**Input records**:

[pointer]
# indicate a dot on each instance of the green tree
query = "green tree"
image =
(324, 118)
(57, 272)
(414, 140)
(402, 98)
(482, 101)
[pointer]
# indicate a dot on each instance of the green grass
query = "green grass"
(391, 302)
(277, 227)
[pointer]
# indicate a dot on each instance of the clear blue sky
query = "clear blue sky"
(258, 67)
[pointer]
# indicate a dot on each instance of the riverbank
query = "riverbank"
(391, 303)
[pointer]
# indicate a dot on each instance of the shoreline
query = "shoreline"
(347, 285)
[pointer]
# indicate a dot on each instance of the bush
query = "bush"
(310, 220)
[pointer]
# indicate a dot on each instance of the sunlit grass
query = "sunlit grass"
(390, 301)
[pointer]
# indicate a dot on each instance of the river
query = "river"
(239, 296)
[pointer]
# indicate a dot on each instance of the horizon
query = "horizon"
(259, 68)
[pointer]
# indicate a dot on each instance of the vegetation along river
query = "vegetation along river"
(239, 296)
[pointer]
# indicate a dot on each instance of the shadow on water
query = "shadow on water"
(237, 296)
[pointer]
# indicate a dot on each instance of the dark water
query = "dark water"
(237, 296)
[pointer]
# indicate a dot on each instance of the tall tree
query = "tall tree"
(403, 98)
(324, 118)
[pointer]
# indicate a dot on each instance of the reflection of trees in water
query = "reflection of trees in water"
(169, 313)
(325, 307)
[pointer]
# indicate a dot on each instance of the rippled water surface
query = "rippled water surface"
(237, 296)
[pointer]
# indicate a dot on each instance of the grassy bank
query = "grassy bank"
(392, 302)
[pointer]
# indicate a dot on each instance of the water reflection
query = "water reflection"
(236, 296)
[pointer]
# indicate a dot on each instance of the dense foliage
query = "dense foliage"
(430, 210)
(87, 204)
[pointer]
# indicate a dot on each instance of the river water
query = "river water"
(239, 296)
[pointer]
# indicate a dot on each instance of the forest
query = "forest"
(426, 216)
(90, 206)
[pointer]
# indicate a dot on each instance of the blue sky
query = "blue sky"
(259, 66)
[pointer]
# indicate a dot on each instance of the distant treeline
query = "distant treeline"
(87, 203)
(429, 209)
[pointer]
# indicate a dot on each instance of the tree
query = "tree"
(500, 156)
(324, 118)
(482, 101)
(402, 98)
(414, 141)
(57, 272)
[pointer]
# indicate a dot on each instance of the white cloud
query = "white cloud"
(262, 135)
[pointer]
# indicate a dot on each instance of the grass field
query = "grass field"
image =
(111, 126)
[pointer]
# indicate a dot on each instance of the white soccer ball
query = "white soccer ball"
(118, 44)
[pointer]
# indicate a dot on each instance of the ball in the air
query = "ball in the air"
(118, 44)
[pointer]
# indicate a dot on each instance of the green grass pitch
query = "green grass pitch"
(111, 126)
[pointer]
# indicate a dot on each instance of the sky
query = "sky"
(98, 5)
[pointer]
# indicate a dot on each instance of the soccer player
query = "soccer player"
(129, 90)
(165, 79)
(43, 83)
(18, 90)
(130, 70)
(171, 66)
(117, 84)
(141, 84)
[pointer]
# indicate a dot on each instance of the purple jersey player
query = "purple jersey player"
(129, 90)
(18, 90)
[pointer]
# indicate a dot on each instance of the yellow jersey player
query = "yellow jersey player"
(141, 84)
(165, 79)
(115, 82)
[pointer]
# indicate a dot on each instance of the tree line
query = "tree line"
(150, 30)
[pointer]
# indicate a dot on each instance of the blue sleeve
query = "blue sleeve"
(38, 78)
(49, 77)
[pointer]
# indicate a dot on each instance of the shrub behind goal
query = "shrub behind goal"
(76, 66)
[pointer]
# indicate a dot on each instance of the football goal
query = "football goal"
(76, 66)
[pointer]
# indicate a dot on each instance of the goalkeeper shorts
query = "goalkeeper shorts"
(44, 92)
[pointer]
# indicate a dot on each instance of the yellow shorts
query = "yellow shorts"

**Assigned task**: Print each line of the data exactly as it was written.

**Task answer**:
[pointer]
# indicate a dot on each instance of the green tree
query = "green tree"
image =
(324, 118)
(57, 272)
(414, 140)
(402, 98)
(482, 101)
[pointer]
# indicate a dot on each instance of the green grass
query = "green grass"
(391, 302)
(277, 227)
[pointer]
# indicate a dot on each instance of the clear blue sky
query = "clear blue sky"
(258, 67)
[pointer]
# indicate a dot on each instance of the riverbank
query = "riverbank"
(391, 303)
[pointer]
# indicate a dot on each instance of the shoreline
query = "shoreline"
(347, 285)
[pointer]
# indicate a dot on each instance of the bush
query = "bush"
(310, 220)
[pointer]
# indicate a dot on each instance of the sunlit grass
query = "sunlit grass"
(390, 301)
[pointer]
# indicate a dot on each instance of the river
query = "river"
(239, 296)
[pointer]
# indicate a dot on each instance of the horizon
query = "horizon"
(259, 68)
[pointer]
# indicate a dot on each instance of the vegetation along river
query = "vegetation along river"
(239, 296)
[pointer]
# indicate a dot on each instance of the shadow on water
query = "shadow on water"
(237, 296)
[pointer]
# indicate a dot on each instance of the dark water
query = "dark water"
(237, 296)
[pointer]
# indicate a dot on each instance of the tall tree
query = "tall tree"
(403, 98)
(324, 118)
[pointer]
# indicate a dot on each instance of the reflection of trees in water
query = "reflection of trees in water"
(169, 313)
(325, 307)
[pointer]
# indicate a dot on each instance of the rippled water surface
query = "rippled water surface"
(237, 296)
[pointer]
# indicate a dot on each instance of the grassy bank
query = "grassy bank"
(392, 302)
[pointer]
# indicate a dot on each instance of the water reflection
query = "water reflection"
(236, 296)
[pointer]
# indicate a dot on each instance of the dense foliage
query = "dense foliage"
(430, 210)
(87, 204)
[pointer]
# indicate a dot on each instance of the river water
query = "river water"
(239, 296)
[pointer]
# indicate a dot on each instance of the forest
query = "forest"
(426, 216)
(90, 206)
[pointer]
# indicate a dot on each instance of the blue sky
query = "blue sky"
(259, 66)
[pointer]
# indicate a dot on each instance of the distant treeline
query = "distant treeline"
(87, 203)
(429, 209)
[pointer]
# indicate a dot on each instance of the tree
query = "tree"
(500, 156)
(324, 118)
(482, 101)
(402, 98)
(414, 141)
(57, 272)
[pointer]
# indicate a dot on each instance of the white cloud
query = "white cloud"
(262, 135)
[pointer]
# indicate a dot on each instance of the grass field
query = "grass field"
image =
(111, 126)
[pointer]
# indicate a dot on each instance of the white soccer ball
query = "white soccer ball"
(118, 44)
[pointer]
# indicate a dot on each instance of the ball in the air
query = "ball in the air"
(118, 44)
[pointer]
# indicate a dot on each instance of the green grass pitch
query = "green grass pitch"
(111, 126)
[pointer]
# indicate a dot on each instance of the sky
query = "sky"
(98, 5)
[pointer]
# indicate a dot on each instance of the soccer player
query = "soccer player"
(129, 90)
(165, 79)
(43, 83)
(18, 90)
(130, 70)
(171, 66)
(117, 84)
(141, 84)
[pointer]
# indicate a dot on each instance of the purple jersey player
query = "purple jersey player"
(129, 90)
(18, 90)
[pointer]
# indicate a dot on each instance of the yellow jersey player
query = "yellow jersey player"
(141, 84)
(165, 79)
(115, 82)
[pointer]
# indicate a dot on each instance of the tree line
query = "tree line"
(150, 30)
[pointer]
# indicate a dot on each instance of the blue sleeve
query = "blue sleeve"
(38, 78)
(49, 77)
[pointer]
# indicate a dot on each instance of the shrub behind goal
query = "shrub behind goal"
(76, 66)
[pointer]
# indicate a dot on each instance of the football goal
query = "football goal"
(76, 66)
[pointer]
# indicate a dot on each instance of the goalkeeper shorts
query = "goalkeeper shorts"
(44, 92)
[pointer]
# indicate a dot on each instance of the yellow shorts
query = "yellow shorts"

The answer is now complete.